▶ Aim of the task
Rename "pointer" to "marker" in the records from their start up to and including the line with "(1319, 299)", and give those lines again with nothing else changed. Leave the pictures out of the answer.

--- Begin Task inputs ---

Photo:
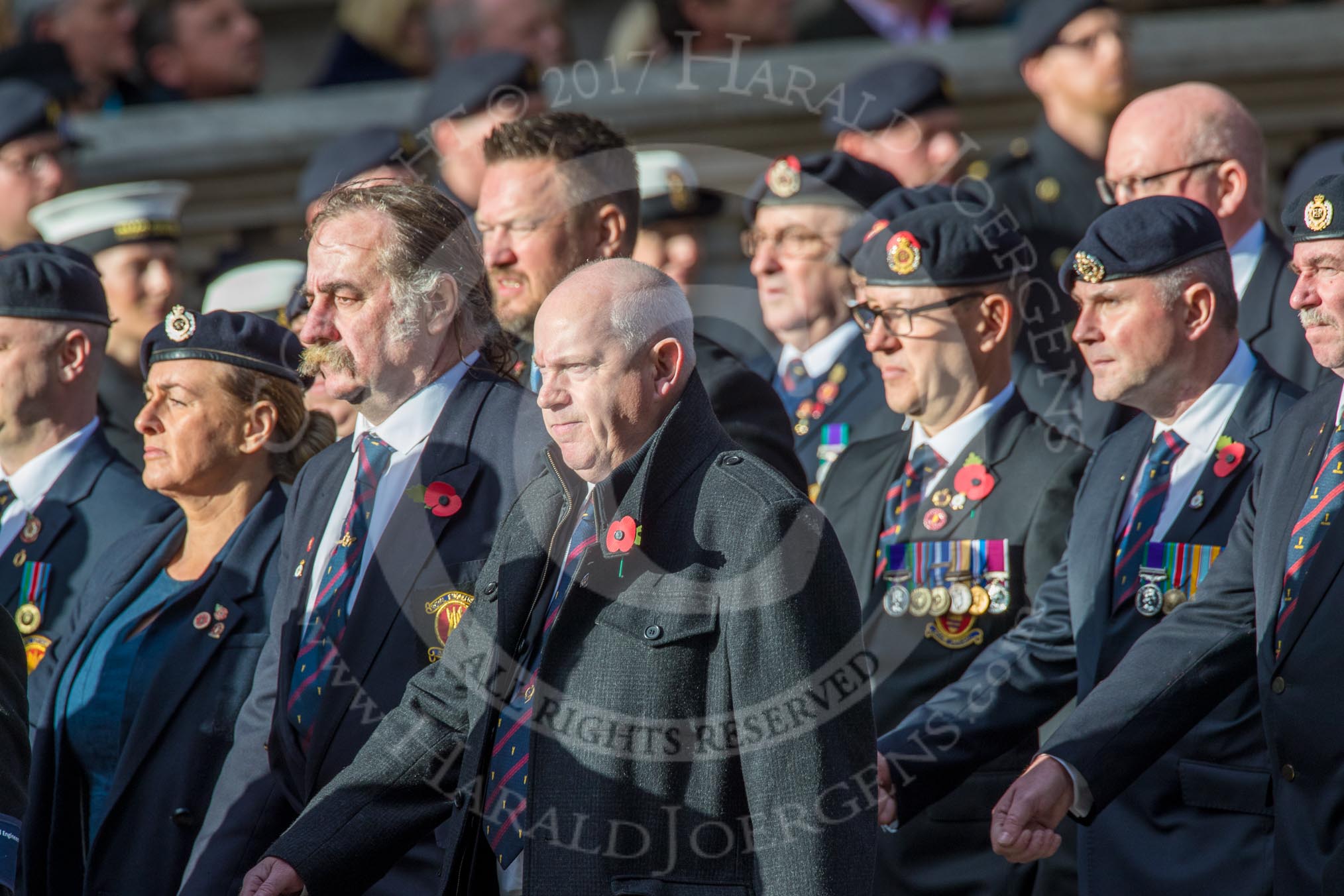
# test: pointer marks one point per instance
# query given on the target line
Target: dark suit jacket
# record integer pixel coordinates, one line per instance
(1036, 472)
(176, 743)
(94, 502)
(486, 445)
(1269, 324)
(734, 606)
(1196, 817)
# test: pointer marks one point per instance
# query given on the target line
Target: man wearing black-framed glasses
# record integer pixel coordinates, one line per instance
(916, 512)
(1198, 141)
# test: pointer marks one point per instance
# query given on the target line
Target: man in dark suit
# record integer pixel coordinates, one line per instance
(976, 473)
(797, 211)
(65, 494)
(1196, 140)
(423, 371)
(1168, 345)
(660, 628)
(561, 190)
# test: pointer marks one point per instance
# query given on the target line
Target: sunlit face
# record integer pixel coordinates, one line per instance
(193, 427)
(1319, 299)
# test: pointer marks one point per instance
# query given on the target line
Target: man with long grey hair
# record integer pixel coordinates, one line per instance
(388, 528)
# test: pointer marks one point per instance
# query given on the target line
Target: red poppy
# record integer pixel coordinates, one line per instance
(1229, 459)
(975, 481)
(441, 499)
(620, 535)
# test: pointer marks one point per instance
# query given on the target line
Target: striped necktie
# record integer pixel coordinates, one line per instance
(1325, 500)
(506, 803)
(903, 499)
(1154, 484)
(325, 626)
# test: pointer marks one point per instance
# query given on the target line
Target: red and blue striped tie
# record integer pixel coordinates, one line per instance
(1154, 484)
(317, 653)
(506, 801)
(1325, 500)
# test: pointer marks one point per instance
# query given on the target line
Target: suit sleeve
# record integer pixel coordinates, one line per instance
(1172, 676)
(795, 646)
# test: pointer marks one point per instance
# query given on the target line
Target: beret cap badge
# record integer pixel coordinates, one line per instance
(785, 176)
(180, 324)
(1089, 269)
(1319, 214)
(903, 253)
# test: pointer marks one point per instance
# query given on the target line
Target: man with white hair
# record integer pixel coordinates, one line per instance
(675, 681)
(1196, 140)
(388, 528)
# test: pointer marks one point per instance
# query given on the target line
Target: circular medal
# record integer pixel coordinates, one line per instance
(979, 601)
(1172, 600)
(920, 601)
(938, 601)
(962, 596)
(27, 617)
(1149, 600)
(897, 600)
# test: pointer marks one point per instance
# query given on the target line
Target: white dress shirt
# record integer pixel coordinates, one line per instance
(953, 441)
(406, 431)
(31, 481)
(1246, 256)
(822, 355)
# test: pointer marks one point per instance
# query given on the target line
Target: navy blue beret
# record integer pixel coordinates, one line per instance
(47, 285)
(940, 245)
(471, 84)
(1317, 213)
(241, 339)
(820, 179)
(879, 97)
(347, 158)
(1040, 22)
(1140, 238)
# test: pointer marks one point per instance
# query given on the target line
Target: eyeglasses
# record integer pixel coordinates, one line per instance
(901, 321)
(1112, 191)
(791, 242)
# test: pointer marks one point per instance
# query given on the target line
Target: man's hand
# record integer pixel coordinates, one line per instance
(886, 793)
(272, 877)
(1022, 828)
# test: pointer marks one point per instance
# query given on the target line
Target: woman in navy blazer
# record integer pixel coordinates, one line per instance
(160, 656)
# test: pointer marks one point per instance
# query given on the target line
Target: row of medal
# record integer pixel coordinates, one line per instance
(936, 578)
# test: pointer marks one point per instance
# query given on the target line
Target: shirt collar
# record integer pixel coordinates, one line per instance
(822, 355)
(34, 480)
(412, 423)
(1246, 254)
(1205, 421)
(953, 441)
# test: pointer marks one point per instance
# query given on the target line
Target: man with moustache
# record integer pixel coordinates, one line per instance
(952, 527)
(562, 190)
(388, 528)
(1158, 325)
(655, 574)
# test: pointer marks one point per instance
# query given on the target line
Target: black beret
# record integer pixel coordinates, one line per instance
(1040, 22)
(471, 84)
(46, 285)
(897, 203)
(241, 339)
(1317, 213)
(879, 97)
(349, 156)
(940, 245)
(1140, 238)
(820, 179)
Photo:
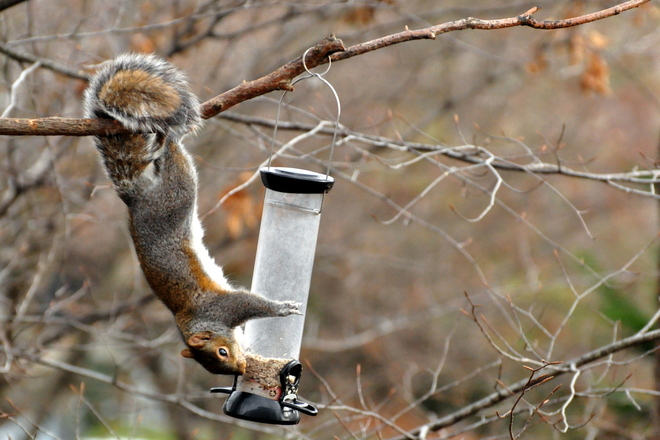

--- End Task inputs ---

▶ Reply
Photo:
# test: marker marks one point per instance
# query given on the target line
Target: dark suit jacket
# record integer pixel coordinates, one line per instance
(1036, 472)
(176, 743)
(94, 502)
(486, 445)
(1269, 324)
(734, 606)
(1196, 817)
# test: marker marks one point per instance
# query given on the target line
Target: man wearing black-framed glasses
# record integer pixel coordinates, one line per instance
(916, 512)
(1198, 141)
# test: marker marks one point per instance
# query given on the target line
Target: man in dark suit
# record integer pixel coordinates, one line per instance
(976, 473)
(797, 211)
(65, 494)
(1196, 140)
(423, 371)
(1168, 345)
(660, 628)
(561, 190)
# test: marker marks one point per instance
# query given on the target line
Target: sunlit face
# record integer pixel coordinates, one line per instance
(193, 427)
(1319, 299)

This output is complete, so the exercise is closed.